To Live and Die In L.A. (1987): William Friedkin returns with the spiritual companion to The French Connection. Friedkin took six weeks (and went $1-million over budget) to choreograph and shoot the sequence as cars go against traffic on Terminal Island Freeway near Wilmington, Calif. The sequence has so many pileups and car crashes, it’s The Blues Brothers without the comedy. Gritty, hard core. The main car in the chase is a 1981 Chevrolet Impala, and the freaked-out reactions of actor John Pankow are real. Many of the Grand Theft Auto games borrow heavily from this film.

Arnold Schwarzenegger stars in the film Terminator 2: Judgement Day.
 

Terminator 2: Judgment Day (1991): James Cameron did car chases before sinking the Titanic. The T-1000 robot (Robert Patrick) drives a 1987 Freightliner FLA 9664 Mack truck chasing through the L.A. water ducts after John Connor, who’s on a 1990 Honda XR 100 dirt bike with Arnold Schwarzenegger in close support aboard his 1990 Harley Davidson Fat Boy. Bonus points for two stunts: where the truck crashes through a barrier on a bridge and lands in the water duct, Arnold comes flying off a ramp into the duct after it. Iconic scenes in a film that is a watershed for computer-generated graphics.
————————
GIVEN PROBLEM A >> Pick out each line of the records below that contains the word "diesel", treating uppercase and lowercase as different.

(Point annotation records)
————————
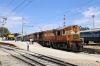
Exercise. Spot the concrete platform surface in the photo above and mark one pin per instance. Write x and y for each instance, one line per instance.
(54, 52)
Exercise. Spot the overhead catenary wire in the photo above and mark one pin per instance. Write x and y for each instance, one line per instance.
(22, 8)
(15, 8)
(7, 6)
(69, 10)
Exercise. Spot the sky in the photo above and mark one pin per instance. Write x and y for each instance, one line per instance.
(41, 15)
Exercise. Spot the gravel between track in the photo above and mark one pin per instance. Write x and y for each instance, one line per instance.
(76, 58)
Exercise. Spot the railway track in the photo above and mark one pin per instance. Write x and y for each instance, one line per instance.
(34, 59)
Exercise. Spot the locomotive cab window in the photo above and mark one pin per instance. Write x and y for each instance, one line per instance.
(58, 32)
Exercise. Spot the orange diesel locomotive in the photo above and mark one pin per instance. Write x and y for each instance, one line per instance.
(67, 38)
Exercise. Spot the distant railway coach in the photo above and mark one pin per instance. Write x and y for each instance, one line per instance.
(66, 38)
(91, 35)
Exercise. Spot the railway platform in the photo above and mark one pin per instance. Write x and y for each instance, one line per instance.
(59, 54)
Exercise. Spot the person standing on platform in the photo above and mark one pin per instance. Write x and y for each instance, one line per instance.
(28, 45)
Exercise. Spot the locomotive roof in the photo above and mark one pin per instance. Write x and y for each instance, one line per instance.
(90, 30)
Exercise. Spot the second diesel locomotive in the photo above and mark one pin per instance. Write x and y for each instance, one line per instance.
(67, 38)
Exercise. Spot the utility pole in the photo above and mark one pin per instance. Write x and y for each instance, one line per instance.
(22, 27)
(64, 22)
(93, 21)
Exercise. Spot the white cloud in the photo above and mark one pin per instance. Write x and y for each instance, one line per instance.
(87, 19)
(91, 11)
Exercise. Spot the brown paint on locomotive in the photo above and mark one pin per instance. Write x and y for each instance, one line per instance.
(65, 38)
————————
GIVEN PROBLEM B >> Please carry on the piece about movie car chases from its final sentence.

FINAL ANSWER A >>
Exercise. Spot the orange diesel locomotive in the photo above and mark one pin per instance. Write x and y for each instance, one line per instance.
Exercise. Spot the second diesel locomotive in the photo above and mark one pin per instance. Write x and y for each instance, one line per instance.

FINAL ANSWER B >>
Children of Men (2006): Pure technical brilliance. They had to choreograph, almost like a dance routine, five actors to the movements of the camera perched inside the vehicle as it pivots with 360 degrees of motion in a tiny 1998 Fiat Multipla. What’s most amazing is the car itself is really not a car but engineering wizardry. It was the body of the Multipla on a flat top with wheels and a driving pod on the roof. The driving pod also had a seat for the cameraman who remote-controlled the movement of the camera inside the car. Each car seat was on hinges so that actors could lay back or pull forward to allow space for the camera to move. Oh, and the sequence is about a four-minute take. A landmark sequence of which there are a few in this film.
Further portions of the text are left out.